> **What you will do**: Reproduce all of the rows below verbatim, without changing any character.
"""
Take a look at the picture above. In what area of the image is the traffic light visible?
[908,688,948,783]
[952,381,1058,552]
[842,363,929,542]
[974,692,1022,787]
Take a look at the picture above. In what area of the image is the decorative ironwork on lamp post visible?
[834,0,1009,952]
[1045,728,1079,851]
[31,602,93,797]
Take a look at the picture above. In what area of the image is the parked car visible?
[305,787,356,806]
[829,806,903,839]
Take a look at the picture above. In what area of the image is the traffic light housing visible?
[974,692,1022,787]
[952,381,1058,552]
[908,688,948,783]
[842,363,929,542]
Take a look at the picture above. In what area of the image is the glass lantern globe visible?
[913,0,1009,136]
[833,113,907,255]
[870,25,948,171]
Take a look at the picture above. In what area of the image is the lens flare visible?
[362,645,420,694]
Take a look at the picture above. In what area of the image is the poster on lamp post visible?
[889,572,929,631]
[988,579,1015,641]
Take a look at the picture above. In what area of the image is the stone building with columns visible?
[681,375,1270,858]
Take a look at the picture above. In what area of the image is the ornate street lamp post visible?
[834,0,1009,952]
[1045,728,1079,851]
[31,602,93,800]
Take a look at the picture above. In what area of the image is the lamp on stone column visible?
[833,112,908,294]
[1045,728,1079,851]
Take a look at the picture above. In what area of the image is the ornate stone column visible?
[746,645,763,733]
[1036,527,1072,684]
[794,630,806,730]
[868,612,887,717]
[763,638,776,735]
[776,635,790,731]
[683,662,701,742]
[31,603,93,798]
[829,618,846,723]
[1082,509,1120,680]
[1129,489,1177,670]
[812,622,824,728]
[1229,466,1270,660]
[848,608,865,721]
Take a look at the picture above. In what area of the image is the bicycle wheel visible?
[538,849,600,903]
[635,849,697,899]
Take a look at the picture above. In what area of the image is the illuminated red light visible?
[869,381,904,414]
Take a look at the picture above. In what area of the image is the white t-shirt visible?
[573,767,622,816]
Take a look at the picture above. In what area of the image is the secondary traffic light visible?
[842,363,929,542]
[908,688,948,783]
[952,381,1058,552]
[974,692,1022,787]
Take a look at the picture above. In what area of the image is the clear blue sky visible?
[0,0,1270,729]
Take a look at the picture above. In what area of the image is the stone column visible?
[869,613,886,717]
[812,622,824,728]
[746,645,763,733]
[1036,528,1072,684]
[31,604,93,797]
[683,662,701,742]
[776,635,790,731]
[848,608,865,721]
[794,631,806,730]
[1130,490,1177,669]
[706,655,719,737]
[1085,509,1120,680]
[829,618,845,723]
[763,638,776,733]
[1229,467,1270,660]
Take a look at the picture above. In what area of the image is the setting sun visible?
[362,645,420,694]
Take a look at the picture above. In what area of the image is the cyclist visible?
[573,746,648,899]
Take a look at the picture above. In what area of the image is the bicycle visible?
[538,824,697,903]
"""
> **Exercise answer**:
Take a look at the picture above. In what area of the image is the traffic light visible?
[908,688,948,783]
[952,381,1058,552]
[842,363,929,542]
[974,692,1022,787]
Take a look at the picture above. In what area of the image is the decorative ironwork on lamp post visible?
[834,0,1009,952]
[1045,728,1079,851]
[31,602,93,797]
Take a look at the picture above. In what area of the image is the parked car visible?
[305,787,356,806]
[829,806,903,839]
Take a look at the picture above. In what area of the image is the traffic light housing visible?
[974,692,1022,787]
[952,381,1058,552]
[908,688,948,783]
[842,363,929,542]
Take a look at the picture above. In what area of the image is the glass lantern globe visible?
[913,0,1009,136]
[833,113,907,255]
[870,25,948,171]
Take a look at the picture above. In what area of the image is the lens flare visible?
[362,645,420,694]
Take a look at the picture above. In what area of the image is the poster on lamp post visible?
[889,572,929,631]
[988,579,1015,641]
Take a look at the picture above. In what area of the image is the stone building with columns visible?
[681,375,1270,858]
Take a look at the picture above. In what area of the image is the ornate street lamp post visible?
[834,0,1009,952]
[1045,728,1079,851]
[31,602,93,800]
Take a look at the picture above. In what area of the image is the lamp on stone column visible?
[833,112,908,294]
[1045,728,1079,851]
Take a look at the picture above. In what area of the image is the ornate stone column visible?
[746,645,763,733]
[1036,527,1072,684]
[794,630,806,730]
[868,612,887,717]
[763,638,776,735]
[776,635,790,731]
[683,662,701,742]
[31,603,93,798]
[829,618,846,723]
[1082,509,1120,680]
[1129,489,1177,670]
[812,622,824,728]
[1229,466,1270,660]
[848,608,865,721]
Take a look at the picture above. In what area of the image is the bicycle wheel visible?
[538,849,600,903]
[635,849,697,899]
Take a look at the picture above. In what area of the image is the illuminated red light visible?
[869,381,904,414]
Take a look at the picture above. In what area of the image is the white t-shirt visible?
[573,767,622,816]
Take a look at the picture above. In what area of the image is the secondary traffic light visible?
[842,363,929,542]
[908,688,948,783]
[952,381,1058,552]
[974,692,1022,787]
Take a look at the picture above. In what area of the image is the clear blue sky visible?
[0,0,1270,729]
Take a look at the picture above. In what area of the image is the stone column visible?
[869,613,886,717]
[812,622,824,728]
[746,645,763,733]
[1036,528,1072,684]
[31,604,93,797]
[683,662,701,742]
[776,635,790,731]
[848,608,865,721]
[794,631,806,730]
[1130,490,1177,669]
[706,655,719,737]
[1085,509,1120,680]
[829,618,845,723]
[763,638,776,733]
[1229,467,1270,660]
Take a look at the picture above. In what area of the image is the setting sun visible?
[362,645,420,694]
Take a look at the picture above. In what area of the image is the cyclist visible?
[573,746,648,899]
Take a look at the picture above. In what area of the image is the bicycle visible?
[538,824,697,903]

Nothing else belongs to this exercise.